## Input for this task
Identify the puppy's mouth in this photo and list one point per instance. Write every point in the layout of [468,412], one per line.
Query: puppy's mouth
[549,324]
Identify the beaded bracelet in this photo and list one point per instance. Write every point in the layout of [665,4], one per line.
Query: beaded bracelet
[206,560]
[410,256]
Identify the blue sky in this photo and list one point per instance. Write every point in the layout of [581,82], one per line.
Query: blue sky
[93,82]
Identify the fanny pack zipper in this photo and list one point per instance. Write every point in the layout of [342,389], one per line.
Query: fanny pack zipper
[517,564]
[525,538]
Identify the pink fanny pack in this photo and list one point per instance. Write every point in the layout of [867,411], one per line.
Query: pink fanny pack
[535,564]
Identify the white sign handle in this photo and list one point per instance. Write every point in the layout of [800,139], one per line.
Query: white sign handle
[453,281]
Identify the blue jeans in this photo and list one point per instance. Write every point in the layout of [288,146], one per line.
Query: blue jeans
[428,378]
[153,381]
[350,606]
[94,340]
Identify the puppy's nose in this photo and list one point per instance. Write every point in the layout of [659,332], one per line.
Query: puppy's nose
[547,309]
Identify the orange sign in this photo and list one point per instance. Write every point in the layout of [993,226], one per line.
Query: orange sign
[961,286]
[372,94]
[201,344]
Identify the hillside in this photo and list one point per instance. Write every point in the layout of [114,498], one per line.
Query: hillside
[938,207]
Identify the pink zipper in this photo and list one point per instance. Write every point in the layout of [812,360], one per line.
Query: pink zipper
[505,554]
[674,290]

## How to complete this task
Beginning at the line above that contains "Identify the pink fanny", return each line exactly through the line that contains "Identify the blue jeans", and no others.

## Problem solution
Identify the pink fanny pack in this photo and list one point per instance. Write every point in the layout of [867,411], one per line.
Query: pink fanny pack
[535,564]
Identify the white sign handle in this photo and list one point per instance. Write every point in the layout of [800,139], one per line.
Query: white sign handle
[453,281]
Identify the blue jeans in this photo and list one point per instance. Write every point in the layout of [288,146], one per line.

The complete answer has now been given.